Work to do: Write out all of the lines below, exactly and completely.

-- START OF Provided records --

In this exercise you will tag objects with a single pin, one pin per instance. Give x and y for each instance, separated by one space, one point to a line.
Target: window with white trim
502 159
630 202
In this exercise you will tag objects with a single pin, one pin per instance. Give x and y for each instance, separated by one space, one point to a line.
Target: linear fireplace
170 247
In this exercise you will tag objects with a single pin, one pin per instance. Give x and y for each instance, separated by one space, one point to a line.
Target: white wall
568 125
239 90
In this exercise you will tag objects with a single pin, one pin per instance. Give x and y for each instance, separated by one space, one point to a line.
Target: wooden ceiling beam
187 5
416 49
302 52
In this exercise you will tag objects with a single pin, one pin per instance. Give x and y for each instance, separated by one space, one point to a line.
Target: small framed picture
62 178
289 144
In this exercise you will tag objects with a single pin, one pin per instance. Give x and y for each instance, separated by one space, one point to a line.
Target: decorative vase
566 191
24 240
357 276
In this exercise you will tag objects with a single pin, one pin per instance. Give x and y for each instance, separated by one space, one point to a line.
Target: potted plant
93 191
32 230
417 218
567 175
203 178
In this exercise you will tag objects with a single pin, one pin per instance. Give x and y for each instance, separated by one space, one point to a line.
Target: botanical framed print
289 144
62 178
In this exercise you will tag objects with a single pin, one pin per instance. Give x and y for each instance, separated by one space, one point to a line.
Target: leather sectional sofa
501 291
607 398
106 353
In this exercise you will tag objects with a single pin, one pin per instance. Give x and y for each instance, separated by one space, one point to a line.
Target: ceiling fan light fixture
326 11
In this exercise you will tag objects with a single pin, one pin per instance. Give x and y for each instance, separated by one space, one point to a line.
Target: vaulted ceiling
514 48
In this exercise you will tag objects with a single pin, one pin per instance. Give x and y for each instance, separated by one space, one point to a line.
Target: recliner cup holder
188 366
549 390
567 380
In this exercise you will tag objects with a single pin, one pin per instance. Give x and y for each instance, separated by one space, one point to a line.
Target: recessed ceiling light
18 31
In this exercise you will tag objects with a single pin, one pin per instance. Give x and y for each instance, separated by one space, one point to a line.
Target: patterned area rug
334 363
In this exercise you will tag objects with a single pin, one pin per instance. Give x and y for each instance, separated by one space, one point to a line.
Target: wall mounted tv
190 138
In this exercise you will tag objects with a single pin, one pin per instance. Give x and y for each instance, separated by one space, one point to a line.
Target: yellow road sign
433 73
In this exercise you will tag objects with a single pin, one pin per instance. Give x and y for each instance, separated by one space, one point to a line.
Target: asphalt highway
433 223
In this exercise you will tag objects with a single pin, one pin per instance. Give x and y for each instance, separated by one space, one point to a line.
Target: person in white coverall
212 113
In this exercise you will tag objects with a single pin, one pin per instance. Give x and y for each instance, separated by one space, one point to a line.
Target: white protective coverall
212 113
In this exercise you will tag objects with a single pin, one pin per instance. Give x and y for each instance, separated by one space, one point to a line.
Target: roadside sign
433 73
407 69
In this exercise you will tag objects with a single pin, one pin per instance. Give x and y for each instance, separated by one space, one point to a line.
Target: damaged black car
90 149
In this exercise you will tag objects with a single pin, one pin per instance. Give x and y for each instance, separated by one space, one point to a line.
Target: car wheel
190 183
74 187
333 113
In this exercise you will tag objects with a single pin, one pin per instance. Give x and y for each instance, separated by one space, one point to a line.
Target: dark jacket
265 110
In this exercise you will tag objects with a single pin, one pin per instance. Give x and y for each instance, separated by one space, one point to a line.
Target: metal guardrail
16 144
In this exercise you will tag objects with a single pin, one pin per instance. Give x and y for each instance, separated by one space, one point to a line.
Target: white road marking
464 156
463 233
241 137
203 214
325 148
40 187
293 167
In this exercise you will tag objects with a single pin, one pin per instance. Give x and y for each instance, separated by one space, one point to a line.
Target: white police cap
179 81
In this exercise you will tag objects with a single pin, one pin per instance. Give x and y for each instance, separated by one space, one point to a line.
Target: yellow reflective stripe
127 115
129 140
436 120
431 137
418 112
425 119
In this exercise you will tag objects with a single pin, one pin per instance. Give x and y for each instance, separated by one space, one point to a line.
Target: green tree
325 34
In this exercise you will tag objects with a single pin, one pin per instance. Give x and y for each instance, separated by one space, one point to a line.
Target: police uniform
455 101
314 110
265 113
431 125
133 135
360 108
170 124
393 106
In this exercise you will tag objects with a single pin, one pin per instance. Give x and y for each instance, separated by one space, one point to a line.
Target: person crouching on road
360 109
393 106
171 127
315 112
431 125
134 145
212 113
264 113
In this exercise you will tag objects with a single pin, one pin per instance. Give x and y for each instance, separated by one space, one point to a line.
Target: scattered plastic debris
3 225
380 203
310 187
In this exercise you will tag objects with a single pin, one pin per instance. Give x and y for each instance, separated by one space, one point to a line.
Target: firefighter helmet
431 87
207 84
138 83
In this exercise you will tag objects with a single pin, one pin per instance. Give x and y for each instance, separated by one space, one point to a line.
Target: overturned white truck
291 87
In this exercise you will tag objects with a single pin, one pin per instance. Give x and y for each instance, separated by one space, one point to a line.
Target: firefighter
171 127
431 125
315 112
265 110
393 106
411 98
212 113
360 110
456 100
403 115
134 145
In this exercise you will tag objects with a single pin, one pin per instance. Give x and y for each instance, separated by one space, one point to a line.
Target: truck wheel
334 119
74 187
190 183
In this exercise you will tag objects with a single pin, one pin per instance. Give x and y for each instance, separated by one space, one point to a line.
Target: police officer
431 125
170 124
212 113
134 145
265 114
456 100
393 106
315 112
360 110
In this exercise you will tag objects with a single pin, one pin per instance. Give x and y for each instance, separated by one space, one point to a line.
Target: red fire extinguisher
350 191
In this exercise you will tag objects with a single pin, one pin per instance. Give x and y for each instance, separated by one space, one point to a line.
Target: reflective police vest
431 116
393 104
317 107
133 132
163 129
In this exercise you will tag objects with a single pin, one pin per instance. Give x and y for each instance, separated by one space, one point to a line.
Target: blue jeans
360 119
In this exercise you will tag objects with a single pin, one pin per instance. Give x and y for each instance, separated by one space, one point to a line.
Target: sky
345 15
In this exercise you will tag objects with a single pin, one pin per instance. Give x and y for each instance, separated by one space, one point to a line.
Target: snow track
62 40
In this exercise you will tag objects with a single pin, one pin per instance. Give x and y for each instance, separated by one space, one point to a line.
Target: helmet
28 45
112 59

-- END OF Provided records --

Exercise output:
In this exercise you will tag objects with a single pin, one pin per instance. Give x and y for each instance, separated by one space, one point to a line.
Target: window with white trim
502 159
630 202
In this exercise you will tag objects with a single pin, one pin per instance. Give x and y for each instance, separated by one space, one point to a line.
Target: linear fireplace
170 247
In this exercise you will tag objects with a single pin, one pin per instance. Give x and y for each instance, separated by one space, one point to a line.
Target: white wall
568 125
239 90
In this exercise you will tag objects with a single pin, one pin per instance. Give x and y for each instance, separated by one space, one point to a line.
Target: wooden ceiling beam
187 5
416 49
302 52
In this exercise you will tag objects with a single pin, one pin per instance. Give x and y for each instance, separated by one space, one point to a line.
Target: small framed picture
62 178
289 144
In this exercise you will tag objects with a single pin, one pin per instance. Give x and y for each instance, separated by one space, one point to a line.
Target: decorative vase
566 191
24 240
357 276
In this exercise you will tag objects with a single pin, one pin per instance. Give x and y for each instance, separated by one space, one point to a line.
Target: potted plant
93 191
32 230
417 218
567 175
203 178
In this exercise you will tag objects with a single pin, one pin per instance. Give x and y for each instance, separated by one space, one point to a line.
Target: botanical framed print
289 144
62 178
In this exercise you will tag objects with a single pin, one pin per instance. Give x and y for each instance, separated by one space, one point to a line.
Target: leather sectional sofa
501 291
607 398
106 353
In this exercise you will tag objects with a single pin, one pin per instance. Give x and y for each instance, separated by one space, one point to a line.
Target: ceiling fan light fixture
326 11
In this exercise you will tag objects with a single pin, one pin per instance. Give x and y for each instance, separated by one space, one point to a line.
Target: vaulted ceiling
514 48
In this exercise you will tag objects with a single pin, one pin per instance. Give x and y for each instance, separated by one space, one point to a line.
Target: recliner cup holder
188 366
549 390
567 380
In this exercise you will tag objects with a single pin, one pin per instance. Give x and y for each instance, separated by one space, one point to a line.
Target: recessed ceiling light
18 31
In this exercise you will tag objects with a single pin, one pin per instance. Give x and y for each instance, separated by one space, one point to a line.
Target: patterned area rug
334 363
In this exercise you will tag objects with a single pin, one pin per instance. Give x and y for each instance, separated by one space, one point to a line.
Target: wall mounted tv
190 138
In this exercise you will tag objects with a single pin, one pin per instance. Give x and y for each instance, separated by one space, one point to a line.
Target: yellow road sign
433 73
In this exercise you will tag objects with a single pin, one pin per instance. Give x and y for each instance, separated by one space, one point to a line.
Target: asphalt highway
433 223
In this exercise you will tag objects with a single pin, one pin per instance. Give x and y for each instance, separated by one space, one point to a line.
Target: person in white coverall
212 113
In this exercise you will tag objects with a single pin, one pin per instance. Give x and y for each instance, separated by one space, one point to a line.
Target: white protective coverall
212 113
In this exercise you will tag objects with a single pin, one pin per instance. Give x and y for each instance, separated by one space, one point to a line.
Target: roadside sign
433 73
407 69
In this exercise you will tag objects with a single pin, one pin per instance. Give x and y for each instance, separated by one space, one point to a line.
Target: damaged black car
90 149
In this exercise you will tag objects with a single pin, one pin per instance. Give x and y for each instance, separated by one space, one point to a line.
Target: car wheel
190 183
74 187
333 113
In this exercise you will tag objects with a single pin, one pin per instance. Give x and y for each instance, separated by one space, one point to a line.
Target: dark jacket
265 110
In this exercise you will tag objects with a single pin, one pin per instance. Give x and y for each instance, separated by one space, one point to a line.
Target: metal guardrail
16 144
In this exercise you will tag objects with a single pin, one pin per instance. Give x and y for each instance, separated by one space, one point to a line.
Target: white road marking
464 156
463 233
241 137
203 214
325 148
40 187
293 167
In this exercise you will tag objects with a single pin, one pin per instance. Give x and y for each instance, separated by one space, one point to a line.
Target: white police cap
179 81
In this exercise you will tag objects with a single pin, one pin per instance. Give x and y for each instance, separated by one space, one point to a line.
Target: yellow reflective stripe
127 115
129 140
436 120
431 137
418 112
425 119
In this exercise you will tag objects with a single pin, one pin per instance. Give x and y for each instance, separated by one space, one point to a line.
Target: green tree
325 34
In this exercise you will tag objects with a single pin, one pin per instance. Give x and y for each instance, separated by one space, one point to a line.
Target: police uniform
455 101
314 110
265 113
431 125
133 135
360 108
170 124
393 106
In this exercise you will tag objects with a single pin, one pin per instance. Give x and y for each instance, separated by one space, one point to a line.
Target: person crouching on road
360 109
393 106
171 127
315 112
431 125
134 145
212 113
264 113
In this exercise you will tag objects with a single pin, one pin per instance. Give x and y for each instance, separated by one space, one point to a line.
Target: scattered plastic debris
3 225
380 203
310 187
In this exercise you will tag objects with a single pin, one pin per instance. Give x and y for each instance, separated by one space, one point to a line.
Target: firefighter helmet
431 87
207 84
138 83
In this exercise you will tag objects with a single pin, one pin per instance. Give x and y for each instance, separated by one space, one point to a line.
Target: overturned white truck
291 87
In this exercise you will tag objects with a single pin, one pin per instance. Give x and y for each instance, separated by one space, one point to a line.
Target: firefighter
171 127
431 125
315 112
265 110
393 106
411 98
212 113
360 110
456 100
403 115
134 145
In this exercise you will tag objects with a single pin, one pin per instance. Give x and y for each instance, separated by one space, one point to a line.
Target: truck wheel
334 119
74 187
190 183
In this exercise you will tag objects with a single pin, one pin per instance. Give x and y for each instance, separated by one space, one point to a line.
Target: police officer
431 125
170 124
212 113
134 145
265 114
456 100
393 106
315 112
360 110
In this exercise you will tag objects with a single pin, one pin per instance. Give x and y for each instance, separated by one space, one point to a line.
Target: red fire extinguisher
350 191
In this exercise you will tag objects with a single pin, one pin per instance. Give x and y for each instance, separated by one space, one point to a line.
Target: reflective police vest
431 116
393 104
317 107
133 132
163 129
In this exercise you will tag objects with a single pin, one pin per instance. Give x and y for each instance, separated by one space, one point to a line.
Target: blue jeans
360 119
In this exercise you will tag objects with a single pin, one pin per instance. Give x and y for each instance, separated by one space, one point to a line.
Target: sky
345 15
In this exercise you will tag objects with a single pin, one pin per instance. Give x and y for each instance, separated by one space, one point to a line.
Target: snow track
62 40
In this exercise you will tag objects with a single pin, one pin per instance. Give x and y for each instance, separated by one space, one point to a line.
Target: helmet
28 45
112 59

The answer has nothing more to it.